- **TEXT PROVIDED**:
........

Singapore Hospital Warns Against Eating Hotpot More Than Once A Month, Seafood And Chicken Broths Among Least Healthy

Singapore Hospital Warns Against Eating Hotpot More Than Once A Month, Seafood And Chicken Broths Among Least Healthy

Also, don't skip the carbs. Here's why.

The Chinese New Year festivities are still ongoing and there are days ahead with the feasting, aside everything else that’s associated with Chinese New Year.

And of course, that includes the quintessential hotpot.

The endless, endless, hotpot that comes hand in hand with the visiting we’ve got lined up.

Don’t get me wrong, I absolutely love hotpot. In fact, I held onto my self-proclaimed title as a hotpot connoisseur for the longest time until a colleague kicked me off the throne when she revealed that she would indulge in a hotpot session every week.

But perhaps being less indulgent is for the better, considering how the boiling pot of joy isn’t exactly the healthiest thing around, surprisingly.

Is Hot Pot Healthy? Here’s What To Take Note Of

According to Singapore’s Mount Alvernia Hospital, we shouldn’t even be eating it more than “once or twice a month”, especially if we tend to make poor choices with regard to the soup and ingredients.

is hot pot healthy

Keep to light coloured broths if possible. | Photo: iStock

In a Facebook post on Jan 17—which now has been taken down—the hospital shared an infographic detailing just how much sodium there is in our favourite broths. 

For reference, one’s recommended daily allowance of salt is about 2,000mg a day.

Among the seven broths listed, spicy hotpot broth has the least amount with 2,800mg worth of sodium per 100ml, while Bak Kut Teh broths had a horrifying 12,800mg of salt per 100ml. That’s more than six times the daily sodium limit.

Spicy broths like ma la can be high in saturated fat as well due to the layer of oil, and broths like laksa would contain coconut milk.

........

- **LISTED RECORDS**:

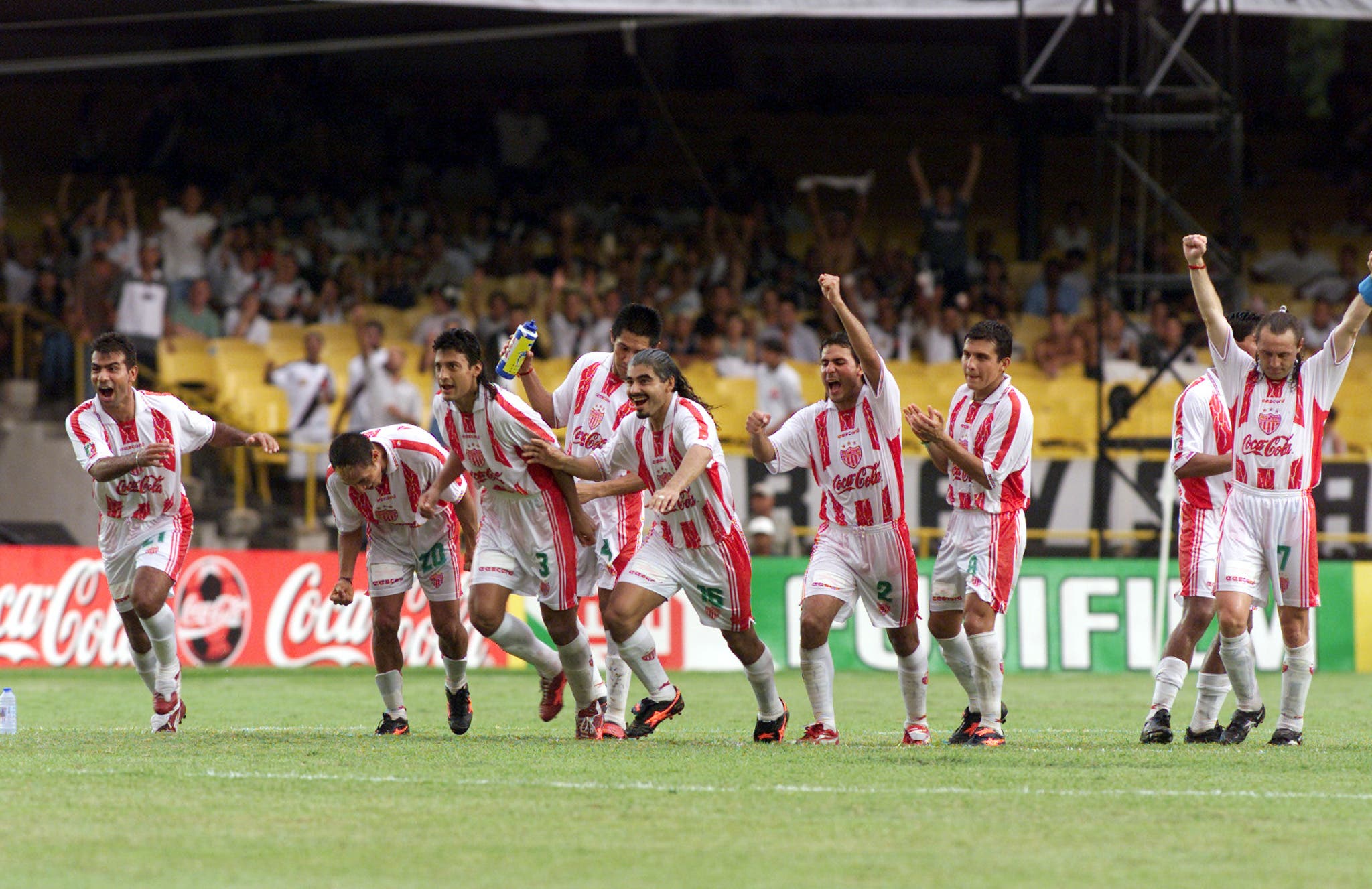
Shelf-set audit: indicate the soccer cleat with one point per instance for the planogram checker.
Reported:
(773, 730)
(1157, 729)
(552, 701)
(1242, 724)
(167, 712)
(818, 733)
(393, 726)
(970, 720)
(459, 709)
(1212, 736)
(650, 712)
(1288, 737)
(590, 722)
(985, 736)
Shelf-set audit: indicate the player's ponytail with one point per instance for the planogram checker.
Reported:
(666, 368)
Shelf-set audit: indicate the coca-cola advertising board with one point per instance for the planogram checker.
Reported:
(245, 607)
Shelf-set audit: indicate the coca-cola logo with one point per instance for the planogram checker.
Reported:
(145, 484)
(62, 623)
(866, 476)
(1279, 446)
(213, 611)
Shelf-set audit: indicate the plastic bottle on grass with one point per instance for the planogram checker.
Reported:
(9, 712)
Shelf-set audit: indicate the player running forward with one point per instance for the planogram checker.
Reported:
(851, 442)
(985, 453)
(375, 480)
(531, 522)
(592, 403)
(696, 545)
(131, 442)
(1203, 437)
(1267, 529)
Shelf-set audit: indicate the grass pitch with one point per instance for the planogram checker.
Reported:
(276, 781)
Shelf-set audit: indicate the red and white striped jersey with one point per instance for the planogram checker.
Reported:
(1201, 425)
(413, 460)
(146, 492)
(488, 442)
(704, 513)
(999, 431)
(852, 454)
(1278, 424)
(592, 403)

........

- **INSTRUCTIONS**:
(1) Translate this sentence from the hotpot article into Spanish: "For reference, one’s recommended daily allowance of salt is about 2,000mg a day."
(2) Resume the hotpot article, picking up after its last sentence.
You won't need the data for this work.

- **RESPONSES TO THE EXERCISE**:
(1) Como referencia, la cantidad diaria recomendada de sal para una persona es de unos 2.000 mg al día.

(2)
To make matters worse, our choice of ingredients tend to be calorie-laden too.

Processed food such as fishballs, meatballs, luncheon meat and sausages are some of the worst offenders on the table.

Popular cuts of meat such as pork belly and offal aren’t that much healthier either. Just consuming 50g of pork belly (about three slices, by estimation) will set you back by 230 calories and 20g of fat, roughly the same as if you were to eat a curry puff, the hospital shared.

is hot pot healthy

Is hot pot healthy? Definitely more than meets the eye! | Photo: iStock

Although hotpot is almost inextricably tied to the new year celebrations, fret not. There are still plenty of ways to make your meal easier on your body, according to the hospital and padded with some research on our end.

One can simply do the following:

Choose clear or light-flavoured broths, but don’t drink the soup if you can. As tempting as it is to guzzle down the sweet, delectable broth, the infographic is a glaring reminder of just how much our heart health is at risk.

Begin with vegetables, and choose lean meat such as fish and chicken. By tackling the greens before the meat, the soup is less fatty and the vegetables absorb less oil compared to if you were to toss them in at the end.

Don’t skip the carbs. Sure, it sounds counterproductive, but if you’re looking to reduce the amount of unhealthy hotpot ingredients consumed during the meal, this is the way to do it. Just make sure to avoid instant noodles and opt for healthier carbs such as brown rice and sweet potato noodles, or low-carb options like konjac noodles.

Singapore Hospital Warns Against Eating Hotpot More Than Once A Month, Seafood And Chicken Broths Among Least Healthy

Photo: iStock

Last but not least, go easy on the sauce. Rather than slathering your food in calorie-rich and fatty sauces such as sesame and/or peanut sauce, why not opt for more natural flavours? Minced garlic, spring onions, soy sauce and vinegar help to lift the flavours of your meal. For an extra kick, you can always toss in some chilli padi too.

Happy feasting this new year, everyone!